## Exercise description
According to the text about the International Search and Rescue Advisory Group, where is the INSARAG Secretariat located?

## Passage shown
The International Search and Rescue Advisory Group (INSARAG) is a network of disaster-prone and disaster-responding countries and organizations dedicated to urban search and rescue (USAR) and operational field coordination.  It aims to establish standards and classification for international USAR teams as well as a methodology for international response coordination in the aftermath of earthquakes and collapsed structure disasters. The INSARAG Secretariat is located in the United Nations Office for the Coordination of Humanitarian Affairs (OCHA) at the Palais des Nations in Geneva.

History

INSARAG was established in 1991 following initiatives of international USAR teams that responded to the 1988 Armenia earthquake and the 1985 Mexico City earthquake. The United Nations was chosen as the INSARAG Secretariat to facilitate international participation and coordination. INSARAG Secretariat is hosted in the Emergency Response Section (ERS) of the Response Support Branch (RSB) (which was called in the past "Field Coordination Support Section of the Emergency Services Branch") of OCHA in Geneva.

INSARAG activities are guided by UN General Assembly Resolution 57/150 of 16 December 2002 on "Strengthening the Effectiveness and Coordination of International Urban Search and Rescue Assistance" and by the INSARAG Hyogo Declaration adopted at the first INSARAG Global Meeting in 2010 in Kobe, Japan.

INSARAG participated in relief efforts for the 2015 earthquake in Nepal.

INSARAG led the response to the 2023 earthquake in Turkey.

Mandate

The INSARAG Mandate entails:
 the development of effective international USAR procedures and operational standards,
 implementing the "Strengthening the Effectiveness" document,
 improving cooperation and coordination amongst international USAR teams at disaster sites,
 promoting activities to improve USAR preparedness in disaster-prone countries,
 development of standardized guidelines and procedures,
 sharing best practices amongst national and international USAR teams, and
 defining standards for minimum requirements of international USAR teams.

Membership 
Any country or organization with a stake in urban search and rescue may join INSARAG. Countries that wish to join identify a national focal point that acts as an interface with the INSARAG Regional Group and the Secretariat. Organizations wishing to join apply to the Secretariat through their national focal point. Member countries with USAR teams deploying internationally are strongly encouraged to apply for an INSARAG External Classification (IEC), however, this is not a requirement to be a member of INSARAG.

## Information supplied

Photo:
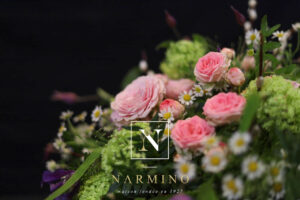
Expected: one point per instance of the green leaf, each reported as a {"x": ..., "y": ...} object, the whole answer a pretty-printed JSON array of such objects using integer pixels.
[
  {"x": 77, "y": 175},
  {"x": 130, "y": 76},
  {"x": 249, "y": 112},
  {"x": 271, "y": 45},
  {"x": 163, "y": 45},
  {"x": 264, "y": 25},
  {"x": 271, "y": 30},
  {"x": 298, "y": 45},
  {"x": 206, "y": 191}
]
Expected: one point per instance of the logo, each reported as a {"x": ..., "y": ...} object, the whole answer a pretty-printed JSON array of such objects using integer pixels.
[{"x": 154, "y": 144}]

...

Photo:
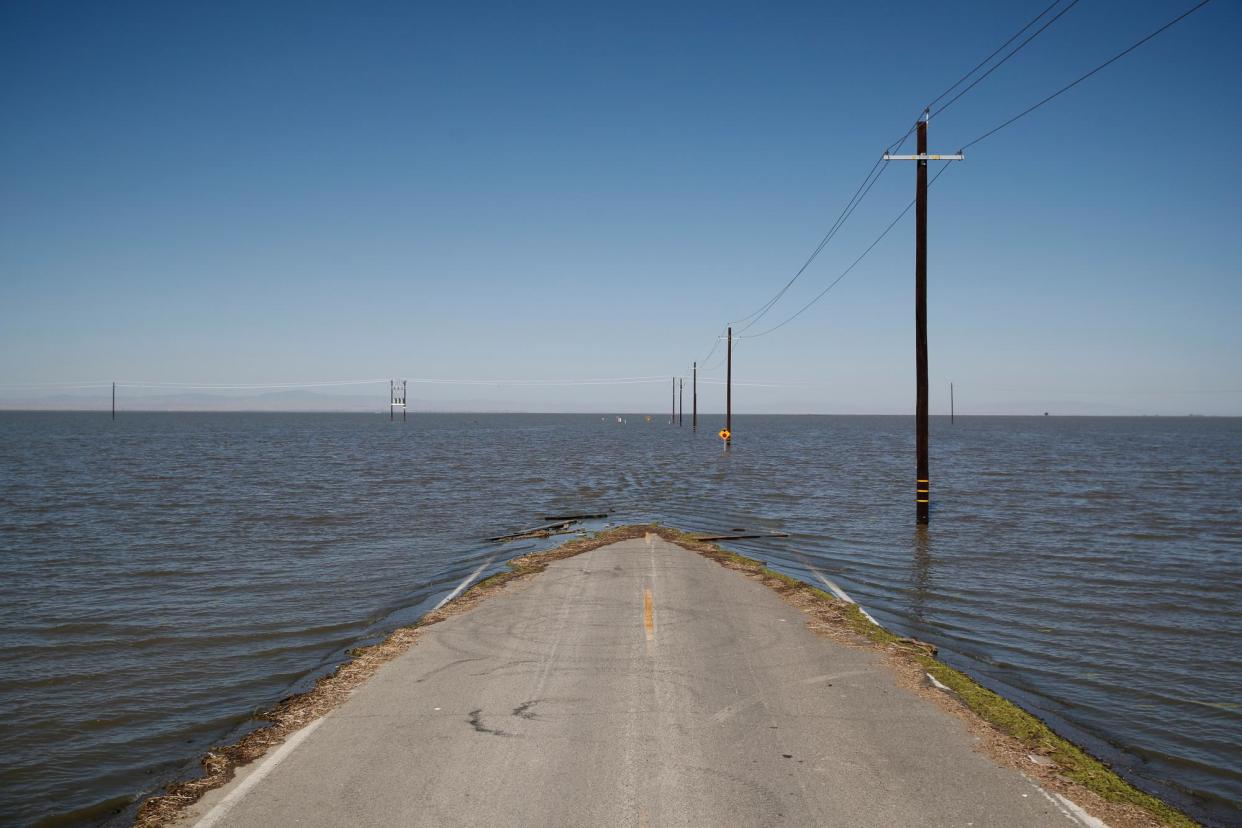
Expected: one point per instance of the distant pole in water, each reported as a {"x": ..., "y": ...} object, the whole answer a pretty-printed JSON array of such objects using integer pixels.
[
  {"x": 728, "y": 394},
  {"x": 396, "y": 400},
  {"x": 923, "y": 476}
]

## Written answer
In the United Nations Office for the Coordination of Humanitarian Affairs (OCHA) at the Palais des Nations in Geneva.